### Text

Starting when the Internet attracted a mass audience, the cable TV network operators
began to realize that with some changes to the system, they could provide two-way Internet
service in unused parts of the spectrum. At that point, the cable TV system began to morph
from a way to distribute television to a metropolitan area network. To a first approximation, a
MAN might look something like the system shown in Fig.. In this figure we see both television
signals and Internet being fed into the centralized head end for subsequent distribution to
people's homes.
Figure 1-8. A metropolitan area network based on cable TV
Campus area network
A campus area network (CAN) is a computer network made up of an interconnection of
local area networks (LANs) within a limited geographical area. It can be considered one form
of a metropolitan area network, specific to an academic setting.
In the case of a university campus-based campus area network, the network is likely to
link a variety of campus buildings including; academic departments, the university library and
student residence halls. A campus area network is larger than a local area network but smaller
than a wide area network (WAN) (in some cases).
The main aim of a campus area network is to facilitate students accessing internet and
university resources. This is a network that connects two or more LANs but that is limited to a
specific and contiguous geographical area such as a college campus, industrial complex, office
building, or a military base. A CAN may be considered a type of MAN (metropolitan area
network), but is generally limited to a smaller area than a typical MAN. This term is most often
used to discuss the implementation of networks for a contiguous area. This should not be
confused with a Controller Area Network. A LAN connects network devices over a relatively
short distance. A networked office building, school, or home usually contains a single LAN,
though sometimes one building will contain a few small LANs (perhaps one per room), and
occasionally a LAN will span a group of nearby buildings.

######

#### Your objective:
Render this sentence from the networking text in Spanish: "A campus area network (CAN) is a computer network made up of an interconnection of local area networks (LANs) within a limited geographical area."

### Extracted data

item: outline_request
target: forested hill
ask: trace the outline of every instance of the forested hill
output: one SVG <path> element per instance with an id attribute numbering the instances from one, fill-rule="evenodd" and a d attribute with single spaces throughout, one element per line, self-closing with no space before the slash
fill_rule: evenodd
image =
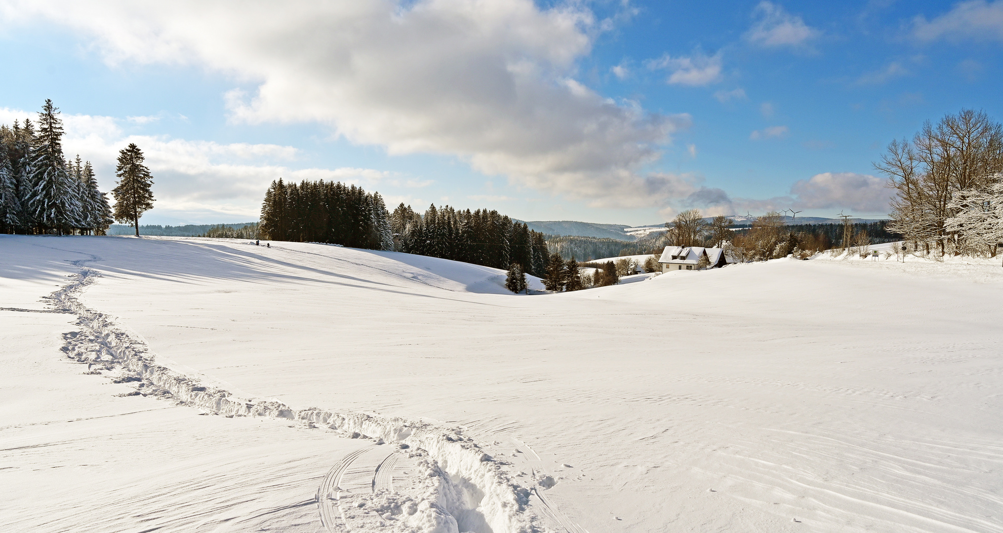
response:
<path id="1" fill-rule="evenodd" d="M 616 238 L 618 240 L 634 240 L 633 235 L 624 233 L 626 224 L 598 224 L 579 222 L 575 220 L 534 220 L 523 221 L 530 229 L 548 235 L 595 236 L 600 238 Z"/>
<path id="2" fill-rule="evenodd" d="M 234 229 L 244 227 L 245 225 L 253 224 L 256 222 L 240 222 L 232 224 L 188 224 L 188 225 L 158 225 L 158 224 L 147 224 L 139 226 L 140 235 L 163 235 L 163 236 L 198 236 L 209 231 L 213 227 L 219 227 L 224 225 L 226 227 L 233 227 Z M 135 229 L 131 225 L 123 224 L 111 224 L 108 227 L 107 234 L 109 235 L 131 235 L 135 232 Z"/>

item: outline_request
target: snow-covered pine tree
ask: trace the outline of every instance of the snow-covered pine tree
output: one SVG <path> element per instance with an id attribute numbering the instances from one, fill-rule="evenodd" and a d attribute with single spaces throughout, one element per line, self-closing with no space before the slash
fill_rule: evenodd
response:
<path id="1" fill-rule="evenodd" d="M 565 262 L 565 291 L 581 291 L 582 287 L 582 273 L 578 270 L 578 261 L 575 260 L 574 255 L 572 258 Z"/>
<path id="2" fill-rule="evenodd" d="M 84 161 L 81 176 L 87 191 L 87 227 L 95 235 L 103 235 L 114 218 L 111 217 L 111 205 L 108 197 L 97 189 L 97 178 L 90 161 Z"/>
<path id="3" fill-rule="evenodd" d="M 13 233 L 21 225 L 21 202 L 17 197 L 17 178 L 6 148 L 0 146 L 0 232 Z"/>
<path id="4" fill-rule="evenodd" d="M 561 254 L 555 251 L 551 253 L 550 261 L 547 263 L 547 278 L 544 279 L 544 289 L 560 293 L 565 285 L 565 263 Z"/>
<path id="5" fill-rule="evenodd" d="M 390 213 L 386 210 L 383 196 L 373 192 L 373 225 L 379 234 L 379 247 L 376 249 L 393 249 L 393 231 L 390 229 Z"/>
<path id="6" fill-rule="evenodd" d="M 142 151 L 134 143 L 118 152 L 118 164 L 115 166 L 115 176 L 118 186 L 111 189 L 115 197 L 113 216 L 119 222 L 132 222 L 135 236 L 139 236 L 139 216 L 153 208 L 153 192 L 150 185 L 153 177 L 149 175 L 143 161 Z"/>
<path id="7" fill-rule="evenodd" d="M 62 234 L 75 222 L 79 205 L 73 201 L 74 184 L 66 171 L 62 153 L 62 120 L 52 100 L 45 100 L 38 113 L 38 137 L 31 149 L 31 193 L 28 210 L 42 230 Z"/>
<path id="8" fill-rule="evenodd" d="M 31 190 L 34 188 L 31 182 L 31 147 L 35 144 L 35 126 L 30 119 L 25 119 L 23 126 L 18 125 L 15 120 L 12 133 L 13 149 L 10 150 L 10 164 L 14 171 L 18 203 L 21 206 L 18 218 L 21 222 L 20 230 L 28 232 L 37 225 L 35 217 L 28 209 Z"/>
<path id="9" fill-rule="evenodd" d="M 526 291 L 526 273 L 518 262 L 512 263 L 505 278 L 505 288 L 517 295 Z"/>
<path id="10" fill-rule="evenodd" d="M 957 214 L 945 221 L 947 231 L 956 232 L 968 245 L 986 246 L 995 257 L 1003 241 L 1003 176 L 984 189 L 957 192 L 948 203 Z"/>
<path id="11" fill-rule="evenodd" d="M 87 185 L 83 181 L 83 161 L 80 154 L 76 154 L 76 159 L 66 163 L 66 175 L 69 177 L 67 186 L 70 205 L 73 209 L 70 212 L 73 227 L 81 231 L 90 229 L 90 194 L 87 193 Z"/>

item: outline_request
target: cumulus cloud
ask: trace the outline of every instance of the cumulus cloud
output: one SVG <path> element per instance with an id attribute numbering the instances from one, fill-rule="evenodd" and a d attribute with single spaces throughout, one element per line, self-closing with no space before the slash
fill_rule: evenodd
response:
<path id="1" fill-rule="evenodd" d="M 891 194 L 886 180 L 855 172 L 822 172 L 799 179 L 790 192 L 771 198 L 730 197 L 724 190 L 701 186 L 680 203 L 699 208 L 705 215 L 759 214 L 785 208 L 847 209 L 861 214 L 882 214 L 889 210 Z"/>
<path id="2" fill-rule="evenodd" d="M 959 2 L 943 15 L 913 19 L 912 35 L 920 41 L 1003 41 L 1003 0 Z"/>
<path id="3" fill-rule="evenodd" d="M 657 180 L 639 169 L 688 123 L 573 79 L 602 31 L 578 2 L 4 5 L 8 25 L 34 17 L 74 28 L 111 63 L 194 65 L 253 85 L 227 94 L 235 122 L 327 124 L 391 154 L 453 155 L 519 185 L 610 205 L 650 201 L 630 196 Z M 716 76 L 682 70 L 680 82 Z"/>
<path id="4" fill-rule="evenodd" d="M 0 123 L 35 119 L 36 113 L 0 108 Z M 179 221 L 210 222 L 257 219 L 265 189 L 273 179 L 336 180 L 367 186 L 381 180 L 397 186 L 421 187 L 430 181 L 406 178 L 372 168 L 297 168 L 298 150 L 279 144 L 218 143 L 156 135 L 128 135 L 121 123 L 129 118 L 60 114 L 63 151 L 91 161 L 103 191 L 114 186 L 118 150 L 134 142 L 153 175 L 156 197 L 150 215 Z M 237 217 L 239 219 L 236 219 Z"/>
<path id="5" fill-rule="evenodd" d="M 819 33 L 804 24 L 801 17 L 787 13 L 782 6 L 772 2 L 759 2 L 752 10 L 752 17 L 754 22 L 745 33 L 745 39 L 766 48 L 804 46 Z"/>
<path id="6" fill-rule="evenodd" d="M 787 136 L 787 126 L 769 126 L 749 133 L 752 140 L 778 139 Z"/>
<path id="7" fill-rule="evenodd" d="M 714 98 L 721 103 L 727 103 L 731 100 L 747 100 L 748 97 L 745 96 L 745 89 L 738 87 L 737 89 L 731 89 L 729 91 L 719 90 L 714 93 Z"/>
<path id="8" fill-rule="evenodd" d="M 889 189 L 886 180 L 870 174 L 822 172 L 800 179 L 790 192 L 799 206 L 813 208 L 849 208 L 868 213 L 886 212 Z"/>
<path id="9" fill-rule="evenodd" d="M 648 61 L 648 68 L 671 71 L 665 80 L 670 85 L 710 85 L 721 80 L 721 52 L 714 55 L 697 52 L 689 57 L 665 54 L 659 59 Z"/>

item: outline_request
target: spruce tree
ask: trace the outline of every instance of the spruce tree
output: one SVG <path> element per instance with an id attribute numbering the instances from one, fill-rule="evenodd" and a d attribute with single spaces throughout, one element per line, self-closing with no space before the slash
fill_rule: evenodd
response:
<path id="1" fill-rule="evenodd" d="M 134 143 L 118 152 L 115 176 L 118 186 L 111 189 L 115 197 L 114 218 L 119 222 L 132 222 L 135 236 L 139 236 L 139 216 L 153 208 L 153 192 L 149 189 L 153 177 L 142 164 L 142 151 Z"/>
<path id="2" fill-rule="evenodd" d="M 5 146 L 0 148 L 6 148 Z M 7 150 L 0 150 L 0 232 L 13 233 L 21 225 L 21 202 L 17 197 L 17 178 Z"/>
<path id="3" fill-rule="evenodd" d="M 517 295 L 526 291 L 526 273 L 518 262 L 512 263 L 505 278 L 505 288 Z"/>
<path id="4" fill-rule="evenodd" d="M 31 203 L 31 147 L 35 144 L 35 127 L 31 120 L 25 119 L 24 125 L 19 126 L 17 120 L 14 121 L 13 129 L 13 150 L 10 152 L 10 164 L 14 171 L 14 181 L 17 187 L 17 198 L 21 211 L 18 216 L 21 231 L 28 232 L 35 227 L 35 218 L 29 210 Z"/>
<path id="5" fill-rule="evenodd" d="M 578 272 L 578 261 L 575 257 L 568 259 L 565 263 L 565 291 L 581 291 L 582 287 L 582 274 Z"/>
<path id="6" fill-rule="evenodd" d="M 544 289 L 560 293 L 565 285 L 565 263 L 561 254 L 555 251 L 551 253 L 550 261 L 547 263 L 547 278 L 544 279 Z"/>
<path id="7" fill-rule="evenodd" d="M 114 221 L 111 205 L 107 196 L 97 189 L 97 178 L 94 177 L 94 167 L 90 165 L 90 161 L 83 163 L 81 174 L 87 191 L 87 225 L 95 235 L 103 235 Z"/>
<path id="8" fill-rule="evenodd" d="M 75 185 L 66 171 L 62 152 L 62 120 L 52 100 L 45 100 L 38 113 L 38 138 L 31 149 L 31 193 L 28 210 L 35 223 L 60 234 L 75 221 L 79 204 L 74 201 Z"/>

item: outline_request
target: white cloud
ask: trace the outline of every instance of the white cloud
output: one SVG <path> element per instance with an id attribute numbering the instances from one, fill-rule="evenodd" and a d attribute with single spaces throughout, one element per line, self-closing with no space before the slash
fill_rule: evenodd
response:
<path id="1" fill-rule="evenodd" d="M 714 93 L 714 98 L 721 103 L 727 103 L 731 100 L 747 100 L 748 97 L 745 96 L 745 89 L 738 87 L 737 89 L 731 89 L 730 91 L 719 90 Z"/>
<path id="2" fill-rule="evenodd" d="M 886 181 L 870 174 L 822 172 L 799 179 L 790 192 L 772 198 L 732 198 L 720 188 L 701 186 L 680 202 L 684 208 L 699 208 L 704 215 L 761 214 L 785 208 L 846 209 L 859 214 L 884 214 L 891 196 Z"/>
<path id="3" fill-rule="evenodd" d="M 818 30 L 804 24 L 799 16 L 787 13 L 782 6 L 772 2 L 759 2 L 752 10 L 755 19 L 745 33 L 749 42 L 773 48 L 778 46 L 804 46 L 818 36 Z"/>
<path id="4" fill-rule="evenodd" d="M 870 174 L 855 172 L 822 172 L 809 179 L 800 179 L 790 192 L 797 205 L 807 209 L 846 208 L 867 214 L 886 213 L 891 193 L 887 181 Z"/>
<path id="5" fill-rule="evenodd" d="M 690 57 L 665 54 L 660 59 L 648 61 L 648 68 L 670 70 L 672 73 L 666 79 L 670 85 L 710 85 L 721 80 L 721 52 L 710 56 L 697 52 Z"/>
<path id="6" fill-rule="evenodd" d="M 651 177 L 639 169 L 688 124 L 570 82 L 601 31 L 577 2 L 4 5 L 7 25 L 41 17 L 71 27 L 111 63 L 195 65 L 256 85 L 227 94 L 235 122 L 319 122 L 391 154 L 454 155 L 519 185 L 611 205 L 658 200 L 630 195 Z M 709 79 L 701 72 L 676 79 Z"/>
<path id="7" fill-rule="evenodd" d="M 0 108 L 0 124 L 11 124 L 36 113 Z M 297 168 L 298 150 L 278 144 L 235 142 L 221 144 L 154 135 L 127 135 L 119 125 L 134 121 L 110 116 L 60 114 L 63 151 L 91 161 L 101 190 L 114 186 L 118 151 L 134 142 L 153 175 L 156 197 L 150 215 L 180 222 L 247 221 L 258 217 L 265 190 L 273 179 L 335 180 L 365 183 L 367 188 L 385 178 L 404 186 L 421 187 L 430 181 L 399 179 L 395 172 L 372 168 Z"/>
<path id="8" fill-rule="evenodd" d="M 787 126 L 769 126 L 753 131 L 749 134 L 749 138 L 752 140 L 776 139 L 787 136 L 788 131 Z"/>
<path id="9" fill-rule="evenodd" d="M 913 19 L 913 37 L 921 41 L 1003 41 L 1003 0 L 959 2 L 933 20 Z"/>
<path id="10" fill-rule="evenodd" d="M 909 69 L 898 61 L 892 61 L 885 68 L 869 72 L 857 78 L 858 85 L 881 85 L 895 78 L 909 75 Z"/>

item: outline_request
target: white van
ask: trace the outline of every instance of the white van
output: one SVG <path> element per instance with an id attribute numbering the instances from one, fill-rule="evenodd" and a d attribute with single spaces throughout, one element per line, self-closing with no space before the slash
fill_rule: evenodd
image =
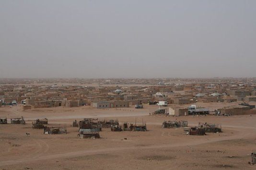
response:
<path id="1" fill-rule="evenodd" d="M 168 105 L 168 102 L 166 101 L 160 101 L 156 104 L 156 105 L 160 106 L 167 106 Z"/>

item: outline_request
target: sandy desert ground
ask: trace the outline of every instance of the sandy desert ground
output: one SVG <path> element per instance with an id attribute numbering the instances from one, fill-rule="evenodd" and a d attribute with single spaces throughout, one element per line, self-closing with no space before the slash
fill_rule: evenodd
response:
<path id="1" fill-rule="evenodd" d="M 211 110 L 223 104 L 201 104 Z M 226 104 L 225 104 L 226 105 Z M 234 104 L 232 104 L 234 105 Z M 247 164 L 256 151 L 256 115 L 231 117 L 149 116 L 156 106 L 99 109 L 90 106 L 23 111 L 21 106 L 0 107 L 0 169 L 2 170 L 216 170 L 256 169 Z M 23 116 L 26 125 L 11 125 L 10 118 Z M 32 121 L 47 118 L 49 125 L 67 126 L 68 133 L 45 135 L 33 129 Z M 96 117 L 146 123 L 147 132 L 111 132 L 103 128 L 100 139 L 81 139 L 75 119 Z M 183 135 L 182 128 L 161 128 L 163 120 L 187 120 L 221 125 L 223 133 L 204 136 Z M 27 137 L 26 132 L 30 134 Z M 124 140 L 125 138 L 127 140 Z"/>

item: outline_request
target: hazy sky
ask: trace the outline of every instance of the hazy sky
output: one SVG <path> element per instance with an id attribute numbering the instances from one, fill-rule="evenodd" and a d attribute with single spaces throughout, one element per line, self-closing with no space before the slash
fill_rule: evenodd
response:
<path id="1" fill-rule="evenodd" d="M 256 77 L 256 0 L 0 0 L 0 78 Z"/>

######

#### Result of the task:
Una red de área de campus (CAN) es una red informática formada por la interconexión de redes de área local (LAN) dentro de un área geográfica limitada.